-- DIE AUFGABEN --
(a) Schreib den Reisebericht von „Was habe ich“ bis „den dreistündigen Weg.“ neu und setze dabei überall „Straßenbahn“ statt „Bahn“ ein.
(b) Gib die Einträge ab der Zeile mit „stand shown in this photo.“ bis zum Ende der Einträge als nummerierte Liste aus, beide Enden eingeschlossen und ohne Leerzeilen.

Was habe ich gut bei Ian, meinem Couchsurfer in San Diego geschlafen, nachdem wir einen tollen Abend mit Tacos, Meer und spannenden Gesprächen hatten. Eigentlich wollte ich mit Dwight, einem Freiwilligen, zum Startpunkt an der mexikanischen Grenze fahren, aber es kommt eben doch oft anders wie geplant. Denn leider konnte er dann doch nicht und somit musste ich Bahn und Bus fahren. Was kein Problem war, da ich direkt vor Ian‘s Tür in die Bahn fiel, es brachte nur mein Zeitmanagement (was ich eh nur gering habe) durcheinander. Statt morgens um sieben zu starten, verbrachte ich den Vormittag noch mit Frühstücken und Rumlaufen (Hauptsache schonmal 7km gelaufen, bevor es losgeht)in San Diego, fand nach Ewigkeiten auch noch die Post und machte mich dann um halb 11 auf den dreistündigen Weg.

-- VORLIEGENDE EINTRÄGE --

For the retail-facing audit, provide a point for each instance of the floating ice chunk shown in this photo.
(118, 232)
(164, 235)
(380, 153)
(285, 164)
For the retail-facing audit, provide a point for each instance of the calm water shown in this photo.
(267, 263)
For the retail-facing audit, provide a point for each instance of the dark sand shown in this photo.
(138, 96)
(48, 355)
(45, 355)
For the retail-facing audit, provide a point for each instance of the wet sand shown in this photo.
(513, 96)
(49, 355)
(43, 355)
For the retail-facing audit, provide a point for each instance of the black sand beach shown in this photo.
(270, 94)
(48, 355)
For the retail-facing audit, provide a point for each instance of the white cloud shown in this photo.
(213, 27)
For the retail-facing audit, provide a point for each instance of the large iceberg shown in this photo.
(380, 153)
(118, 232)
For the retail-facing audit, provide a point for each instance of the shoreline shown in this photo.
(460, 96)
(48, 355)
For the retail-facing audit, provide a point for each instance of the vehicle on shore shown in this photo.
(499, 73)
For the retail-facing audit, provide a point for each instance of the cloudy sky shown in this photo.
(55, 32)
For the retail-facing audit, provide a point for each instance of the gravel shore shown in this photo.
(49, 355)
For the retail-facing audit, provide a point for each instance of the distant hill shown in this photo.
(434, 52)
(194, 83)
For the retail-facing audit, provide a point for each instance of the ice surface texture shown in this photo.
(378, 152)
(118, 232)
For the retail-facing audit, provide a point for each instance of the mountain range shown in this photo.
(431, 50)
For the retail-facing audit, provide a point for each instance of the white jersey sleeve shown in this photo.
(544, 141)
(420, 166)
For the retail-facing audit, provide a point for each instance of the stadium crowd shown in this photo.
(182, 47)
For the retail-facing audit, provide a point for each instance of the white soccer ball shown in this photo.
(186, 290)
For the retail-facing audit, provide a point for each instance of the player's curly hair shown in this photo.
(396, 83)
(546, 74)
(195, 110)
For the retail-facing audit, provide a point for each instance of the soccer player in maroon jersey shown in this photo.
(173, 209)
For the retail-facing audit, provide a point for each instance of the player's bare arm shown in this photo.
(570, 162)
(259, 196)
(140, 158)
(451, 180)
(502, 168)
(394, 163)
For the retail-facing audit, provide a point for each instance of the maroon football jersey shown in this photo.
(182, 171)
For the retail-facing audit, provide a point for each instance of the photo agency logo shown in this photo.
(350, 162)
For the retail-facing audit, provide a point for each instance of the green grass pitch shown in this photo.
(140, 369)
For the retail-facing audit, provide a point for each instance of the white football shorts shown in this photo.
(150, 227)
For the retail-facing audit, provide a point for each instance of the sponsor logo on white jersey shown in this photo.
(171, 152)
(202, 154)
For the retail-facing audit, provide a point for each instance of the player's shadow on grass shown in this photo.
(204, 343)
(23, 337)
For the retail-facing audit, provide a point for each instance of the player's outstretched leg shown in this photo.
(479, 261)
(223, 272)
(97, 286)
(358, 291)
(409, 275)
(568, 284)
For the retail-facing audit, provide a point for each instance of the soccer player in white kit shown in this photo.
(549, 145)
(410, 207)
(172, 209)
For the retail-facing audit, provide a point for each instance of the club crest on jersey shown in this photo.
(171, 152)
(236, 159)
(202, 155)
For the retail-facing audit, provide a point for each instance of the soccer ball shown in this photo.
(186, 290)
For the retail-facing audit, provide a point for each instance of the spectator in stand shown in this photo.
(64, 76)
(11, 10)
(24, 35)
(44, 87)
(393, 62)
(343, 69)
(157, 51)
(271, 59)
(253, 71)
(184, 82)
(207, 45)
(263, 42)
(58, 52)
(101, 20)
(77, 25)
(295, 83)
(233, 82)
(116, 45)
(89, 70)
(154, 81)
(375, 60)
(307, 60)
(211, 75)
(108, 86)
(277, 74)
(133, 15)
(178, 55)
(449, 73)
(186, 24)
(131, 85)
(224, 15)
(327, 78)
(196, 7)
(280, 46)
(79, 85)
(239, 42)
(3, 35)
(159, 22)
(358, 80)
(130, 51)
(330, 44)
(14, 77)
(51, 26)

-- LÖSUNGEN --
(a)
Was habe ich gut bei Ian, meinem Couchsurfer in San Diego geschlafen, nachdem wir einen tollen Abend mit Tacos, Meer und spannenden Gesprächen hatten. Eigentlich wollte ich mit Dwight, einem Freiwilligen, zum Startpunkt an der mexikanischen Grenze fahren, aber es kommt eben doch oft anders wie geplant. Denn leider konnte er dann doch nicht und somit musste ich Straßenbahn und Bus fahren. Was kein Problem war, da ich direkt vor Ian‘s Tür in die Straßenbahn fiel, es brachte nur mein Zeitmanagement (was ich eh nur gering habe) durcheinander. Statt morgens um sieben zu starten, verbrachte ich den Vormittag noch mit Frühstücken und Rumlaufen (Hauptsache schonmal 7km gelaufen, bevor es losgeht)in San Diego, fand nach Ewigkeiten auch noch die Post und machte mich dann um halb 11 auf den dreistündigen Weg.

(b)
1. For the retail-facing audit, provide a point for each instance of the spectator in stand shown in this photo.
2. (64, 76)
3. (11, 10)
4. (24, 35)
5. (44, 87)
6. (393, 62)
7. (343, 69)
8. (157, 51)
9. (271, 59)
10. (253, 71)
11. (184, 82)
12. (207, 45)
13. (263, 42)
14. (58, 52)
15. (101, 20)
16. (77, 25)
17. (295, 83)
18. (233, 82)
19. (116, 45)
20. (89, 70)
21. (154, 81)
22. (375, 60)
23. (307, 60)
24. (211, 75)
25. (108, 86)
26. (277, 74)
27. (133, 15)
28. (178, 55)
29. (449, 73)
30. (186, 24)
31. (131, 85)
32. (224, 15)
33. (327, 78)
34. (196, 7)
35. (280, 46)
36. (79, 85)
37. (239, 42)
38. (3, 35)
39. (159, 22)
40. (358, 80)
41. (130, 51)
42. (330, 44)
43. (14, 77)
44. (51, 26)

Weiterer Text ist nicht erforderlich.